Image object location entries
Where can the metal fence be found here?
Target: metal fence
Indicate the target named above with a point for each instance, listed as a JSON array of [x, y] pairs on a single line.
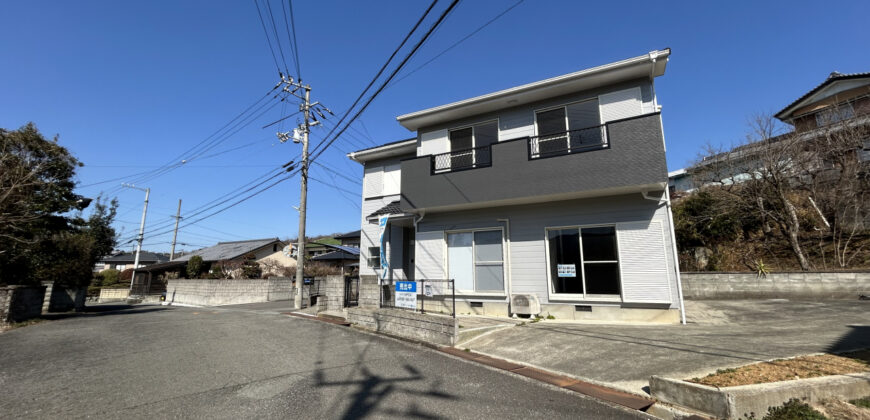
[[439, 293]]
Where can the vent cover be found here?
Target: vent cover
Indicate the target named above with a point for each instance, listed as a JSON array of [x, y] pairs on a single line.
[[525, 304]]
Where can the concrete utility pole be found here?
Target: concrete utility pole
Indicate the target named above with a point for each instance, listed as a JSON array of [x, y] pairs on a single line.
[[175, 232], [141, 231], [301, 134]]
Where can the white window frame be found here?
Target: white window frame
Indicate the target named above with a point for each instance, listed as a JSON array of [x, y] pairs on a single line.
[[567, 123], [446, 267], [584, 296]]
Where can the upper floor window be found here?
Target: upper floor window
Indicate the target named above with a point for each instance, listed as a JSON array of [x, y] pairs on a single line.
[[469, 147], [568, 128], [835, 114]]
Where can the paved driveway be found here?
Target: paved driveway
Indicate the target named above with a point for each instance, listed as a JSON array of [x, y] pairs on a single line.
[[719, 334], [152, 361]]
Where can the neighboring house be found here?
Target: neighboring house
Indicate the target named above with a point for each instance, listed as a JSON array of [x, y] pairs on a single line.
[[841, 98], [124, 260], [554, 190], [350, 238], [345, 257], [270, 253]]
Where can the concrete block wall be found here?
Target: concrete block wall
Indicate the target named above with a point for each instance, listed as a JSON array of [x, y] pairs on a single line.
[[430, 328], [214, 292], [20, 303], [800, 285], [113, 295]]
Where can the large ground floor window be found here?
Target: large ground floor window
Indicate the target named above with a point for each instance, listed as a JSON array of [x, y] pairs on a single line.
[[583, 260], [475, 260]]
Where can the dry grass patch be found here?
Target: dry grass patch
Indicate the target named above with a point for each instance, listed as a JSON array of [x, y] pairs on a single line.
[[789, 369]]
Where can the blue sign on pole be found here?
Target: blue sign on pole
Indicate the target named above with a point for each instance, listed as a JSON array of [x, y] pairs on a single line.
[[406, 286]]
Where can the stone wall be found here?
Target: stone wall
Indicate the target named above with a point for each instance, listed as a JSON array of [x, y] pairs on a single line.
[[63, 299], [800, 285], [20, 303], [114, 294], [214, 292], [430, 328]]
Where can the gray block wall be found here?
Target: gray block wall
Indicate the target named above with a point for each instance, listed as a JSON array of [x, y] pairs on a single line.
[[214, 292], [430, 328], [20, 303], [800, 285]]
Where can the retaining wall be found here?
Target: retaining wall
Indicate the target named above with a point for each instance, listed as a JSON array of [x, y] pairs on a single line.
[[800, 285], [430, 328], [114, 295], [20, 303], [63, 299], [214, 292]]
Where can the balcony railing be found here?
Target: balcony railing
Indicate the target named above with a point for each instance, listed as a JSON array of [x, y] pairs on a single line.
[[477, 157], [567, 142]]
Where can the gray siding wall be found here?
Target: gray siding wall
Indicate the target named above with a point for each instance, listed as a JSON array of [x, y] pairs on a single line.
[[636, 157], [528, 260]]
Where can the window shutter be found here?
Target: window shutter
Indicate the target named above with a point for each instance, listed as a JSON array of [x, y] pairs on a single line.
[[620, 104], [643, 262]]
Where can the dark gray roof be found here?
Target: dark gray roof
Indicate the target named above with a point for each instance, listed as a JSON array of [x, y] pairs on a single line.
[[229, 250], [130, 257], [348, 249], [391, 208], [386, 144], [349, 235], [833, 77], [336, 255]]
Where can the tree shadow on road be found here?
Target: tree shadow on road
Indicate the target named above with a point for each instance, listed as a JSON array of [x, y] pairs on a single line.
[[370, 389]]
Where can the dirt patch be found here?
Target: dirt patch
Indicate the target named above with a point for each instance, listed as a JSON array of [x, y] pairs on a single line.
[[840, 410], [789, 369]]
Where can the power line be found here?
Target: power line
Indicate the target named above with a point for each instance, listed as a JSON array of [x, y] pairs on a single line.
[[463, 39], [268, 40], [380, 71], [417, 46]]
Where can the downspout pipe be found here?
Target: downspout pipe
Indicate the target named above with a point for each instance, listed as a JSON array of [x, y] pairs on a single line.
[[673, 248], [507, 222]]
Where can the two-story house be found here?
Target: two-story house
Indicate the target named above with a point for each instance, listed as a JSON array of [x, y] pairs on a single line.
[[553, 191]]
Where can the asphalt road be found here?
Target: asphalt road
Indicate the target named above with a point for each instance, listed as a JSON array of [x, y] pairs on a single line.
[[152, 361]]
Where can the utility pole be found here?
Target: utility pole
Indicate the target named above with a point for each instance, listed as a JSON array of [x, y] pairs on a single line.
[[175, 233], [301, 134], [141, 231]]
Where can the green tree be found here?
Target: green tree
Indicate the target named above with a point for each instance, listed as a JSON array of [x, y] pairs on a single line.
[[43, 235], [194, 267]]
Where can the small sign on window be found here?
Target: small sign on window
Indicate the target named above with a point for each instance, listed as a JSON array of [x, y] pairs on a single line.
[[566, 270]]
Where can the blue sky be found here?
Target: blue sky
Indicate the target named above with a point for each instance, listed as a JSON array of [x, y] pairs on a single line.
[[128, 86]]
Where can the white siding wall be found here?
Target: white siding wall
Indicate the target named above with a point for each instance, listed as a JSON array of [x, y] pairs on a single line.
[[528, 258], [369, 231]]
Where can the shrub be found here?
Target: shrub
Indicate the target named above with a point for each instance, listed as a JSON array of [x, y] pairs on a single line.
[[793, 409], [194, 267]]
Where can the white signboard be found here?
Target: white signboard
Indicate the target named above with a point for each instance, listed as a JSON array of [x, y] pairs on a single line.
[[406, 294], [566, 270]]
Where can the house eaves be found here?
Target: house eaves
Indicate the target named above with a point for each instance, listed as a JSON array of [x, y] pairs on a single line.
[[650, 65], [816, 93], [396, 148]]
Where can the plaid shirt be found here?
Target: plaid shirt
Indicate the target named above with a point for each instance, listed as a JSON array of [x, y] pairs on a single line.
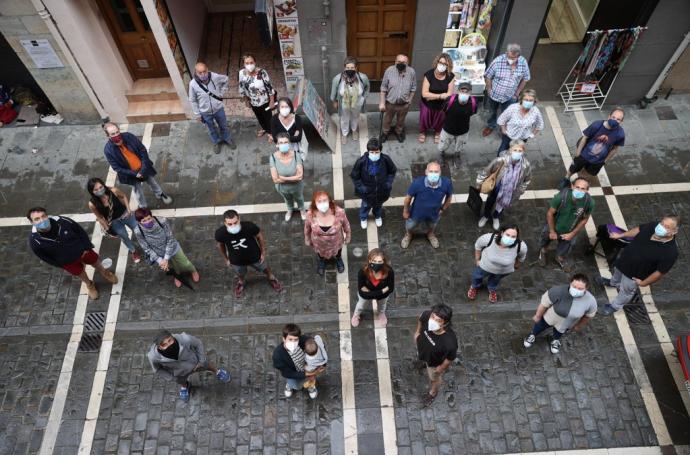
[[505, 80]]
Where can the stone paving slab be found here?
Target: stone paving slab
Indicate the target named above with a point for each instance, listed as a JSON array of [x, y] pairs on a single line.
[[249, 415], [29, 371], [500, 398]]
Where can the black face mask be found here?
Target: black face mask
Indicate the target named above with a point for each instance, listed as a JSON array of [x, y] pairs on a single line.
[[172, 351]]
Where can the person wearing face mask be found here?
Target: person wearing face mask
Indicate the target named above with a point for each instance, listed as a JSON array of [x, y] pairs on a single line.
[[242, 245], [175, 357], [568, 213], [437, 346], [372, 176], [288, 358], [129, 159], [287, 122], [460, 107], [257, 93], [111, 207], [598, 144], [62, 242], [287, 172], [427, 199], [397, 91], [505, 78], [563, 307], [496, 255], [206, 91], [349, 91], [645, 261], [375, 281], [520, 121], [436, 88], [514, 176], [326, 231], [156, 238]]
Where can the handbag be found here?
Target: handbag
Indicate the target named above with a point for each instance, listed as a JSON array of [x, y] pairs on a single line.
[[489, 183]]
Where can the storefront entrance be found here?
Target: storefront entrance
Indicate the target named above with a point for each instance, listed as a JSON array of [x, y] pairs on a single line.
[[130, 30], [377, 31]]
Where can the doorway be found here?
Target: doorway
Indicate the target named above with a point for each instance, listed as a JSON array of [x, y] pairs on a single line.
[[131, 31], [377, 31]]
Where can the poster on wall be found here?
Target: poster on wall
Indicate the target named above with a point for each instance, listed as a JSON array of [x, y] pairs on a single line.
[[308, 99]]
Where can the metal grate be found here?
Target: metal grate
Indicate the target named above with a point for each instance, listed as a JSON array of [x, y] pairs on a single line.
[[94, 322], [90, 342]]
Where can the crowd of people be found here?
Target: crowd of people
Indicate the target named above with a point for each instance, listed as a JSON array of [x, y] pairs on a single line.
[[446, 108]]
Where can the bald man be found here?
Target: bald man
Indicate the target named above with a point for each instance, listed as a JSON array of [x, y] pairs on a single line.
[[130, 160], [206, 95]]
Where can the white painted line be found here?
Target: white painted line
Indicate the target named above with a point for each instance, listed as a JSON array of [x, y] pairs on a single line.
[[651, 404]]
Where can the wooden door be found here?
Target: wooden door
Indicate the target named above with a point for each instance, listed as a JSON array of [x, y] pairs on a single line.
[[132, 33], [377, 31]]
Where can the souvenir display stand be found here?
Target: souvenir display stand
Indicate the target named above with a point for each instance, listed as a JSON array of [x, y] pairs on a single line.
[[589, 81]]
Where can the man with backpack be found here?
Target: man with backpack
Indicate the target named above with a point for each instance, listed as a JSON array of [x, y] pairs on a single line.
[[461, 106], [205, 95], [568, 213]]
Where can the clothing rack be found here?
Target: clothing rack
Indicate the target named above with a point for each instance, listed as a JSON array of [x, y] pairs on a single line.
[[589, 81]]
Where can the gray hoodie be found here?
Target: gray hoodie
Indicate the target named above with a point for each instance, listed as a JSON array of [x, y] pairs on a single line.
[[204, 103], [191, 354]]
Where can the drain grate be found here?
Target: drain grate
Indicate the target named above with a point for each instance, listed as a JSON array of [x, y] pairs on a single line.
[[90, 342], [94, 322]]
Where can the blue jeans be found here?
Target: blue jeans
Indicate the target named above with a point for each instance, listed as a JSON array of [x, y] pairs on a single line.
[[365, 207], [542, 325], [118, 227], [478, 275], [493, 110], [222, 122]]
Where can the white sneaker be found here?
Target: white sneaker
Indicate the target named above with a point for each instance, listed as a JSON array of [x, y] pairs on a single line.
[[529, 341]]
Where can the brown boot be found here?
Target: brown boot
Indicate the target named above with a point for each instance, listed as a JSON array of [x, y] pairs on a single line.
[[109, 276], [92, 290]]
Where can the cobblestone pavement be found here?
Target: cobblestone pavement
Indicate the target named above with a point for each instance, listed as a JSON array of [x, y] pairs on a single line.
[[498, 398]]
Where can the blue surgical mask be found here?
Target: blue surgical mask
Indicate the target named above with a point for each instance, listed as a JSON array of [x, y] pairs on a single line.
[[433, 177], [43, 225], [576, 292], [660, 230]]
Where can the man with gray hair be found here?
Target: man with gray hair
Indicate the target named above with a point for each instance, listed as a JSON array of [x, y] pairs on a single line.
[[176, 357], [505, 78]]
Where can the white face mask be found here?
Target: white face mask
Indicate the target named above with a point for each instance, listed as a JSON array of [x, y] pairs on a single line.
[[433, 325], [323, 206], [291, 345]]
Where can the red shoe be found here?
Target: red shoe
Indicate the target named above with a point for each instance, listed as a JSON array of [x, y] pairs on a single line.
[[472, 293]]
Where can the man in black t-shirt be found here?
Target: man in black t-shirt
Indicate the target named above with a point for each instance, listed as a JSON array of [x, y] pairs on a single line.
[[242, 245], [437, 345], [645, 261]]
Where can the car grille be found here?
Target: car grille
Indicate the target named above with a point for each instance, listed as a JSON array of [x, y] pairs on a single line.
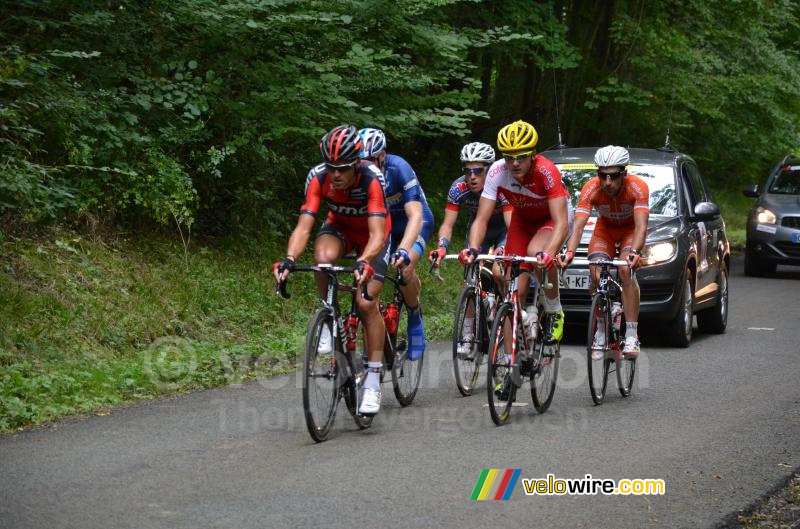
[[789, 248], [791, 222]]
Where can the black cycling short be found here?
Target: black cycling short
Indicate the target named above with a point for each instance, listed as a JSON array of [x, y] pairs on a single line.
[[380, 264]]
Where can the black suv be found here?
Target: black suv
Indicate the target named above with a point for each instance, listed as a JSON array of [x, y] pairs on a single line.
[[773, 226], [687, 255]]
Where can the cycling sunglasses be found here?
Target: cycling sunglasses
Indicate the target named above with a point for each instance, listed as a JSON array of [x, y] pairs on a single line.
[[341, 168], [521, 157], [613, 176]]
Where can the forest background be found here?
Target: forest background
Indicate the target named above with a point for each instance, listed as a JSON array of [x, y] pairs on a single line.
[[153, 153]]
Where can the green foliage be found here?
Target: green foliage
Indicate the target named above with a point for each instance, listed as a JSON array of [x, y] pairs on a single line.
[[86, 324], [195, 107]]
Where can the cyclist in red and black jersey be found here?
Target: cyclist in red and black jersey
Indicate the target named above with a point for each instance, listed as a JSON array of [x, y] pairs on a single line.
[[357, 221]]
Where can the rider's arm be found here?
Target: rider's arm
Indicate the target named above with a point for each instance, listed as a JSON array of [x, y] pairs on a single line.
[[577, 232], [300, 236], [376, 221], [478, 231], [640, 219], [308, 213], [558, 212], [641, 212], [414, 226], [582, 212]]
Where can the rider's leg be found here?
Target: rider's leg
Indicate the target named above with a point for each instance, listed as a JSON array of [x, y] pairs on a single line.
[[416, 327], [552, 300], [328, 249], [630, 305]]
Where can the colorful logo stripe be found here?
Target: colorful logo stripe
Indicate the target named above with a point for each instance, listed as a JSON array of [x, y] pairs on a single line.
[[495, 484]]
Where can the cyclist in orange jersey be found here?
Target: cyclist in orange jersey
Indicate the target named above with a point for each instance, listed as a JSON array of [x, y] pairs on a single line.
[[622, 203]]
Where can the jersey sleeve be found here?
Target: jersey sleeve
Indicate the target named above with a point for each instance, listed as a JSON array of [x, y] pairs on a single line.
[[408, 179], [376, 203], [586, 200], [492, 177], [551, 178], [504, 204], [313, 195], [641, 195]]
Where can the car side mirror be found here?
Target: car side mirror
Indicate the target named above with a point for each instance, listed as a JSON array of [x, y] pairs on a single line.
[[706, 211], [751, 191]]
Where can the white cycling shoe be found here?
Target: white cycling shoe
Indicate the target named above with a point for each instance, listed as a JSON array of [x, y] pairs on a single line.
[[371, 403], [598, 345], [325, 343], [632, 347]]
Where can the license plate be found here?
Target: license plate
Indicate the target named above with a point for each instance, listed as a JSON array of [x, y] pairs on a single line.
[[576, 281]]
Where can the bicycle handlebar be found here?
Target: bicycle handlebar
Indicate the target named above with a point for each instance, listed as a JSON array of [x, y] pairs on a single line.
[[600, 262], [280, 289]]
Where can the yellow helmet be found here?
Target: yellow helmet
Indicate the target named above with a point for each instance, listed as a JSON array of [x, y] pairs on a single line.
[[517, 136]]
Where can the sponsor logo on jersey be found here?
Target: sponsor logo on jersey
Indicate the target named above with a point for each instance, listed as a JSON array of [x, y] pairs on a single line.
[[344, 209]]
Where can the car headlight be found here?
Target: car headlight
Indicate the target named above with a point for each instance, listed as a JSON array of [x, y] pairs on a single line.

• **Problem description**
Update the lines that open with the one containing "Where can the asphalt road be found here?" and close with the one containing "[[43, 235], [194, 267]]": write them out again with "green tree" replaced by "leafy tree" and everything else unchanged.

• **Solution to the problem**
Where can the asphalt road be found here?
Target: asphalt road
Indicate the target named above with a point for each instance, listed as a JSON array of [x, y] pairs on a single line.
[[152, 361]]
Where can the utility pole be found here?
Target: utility pole
Indicate the target named above with a point for each instance, listed as a JSON array of [x, y] pairs on a single line.
[[175, 233], [301, 134], [141, 231]]
Where can the leafy tree be found here?
Target: leafy tree
Indicate the target named above with a point for each instance, listed as a JSON array of [x, y] pairs on a single line.
[[43, 235], [194, 267]]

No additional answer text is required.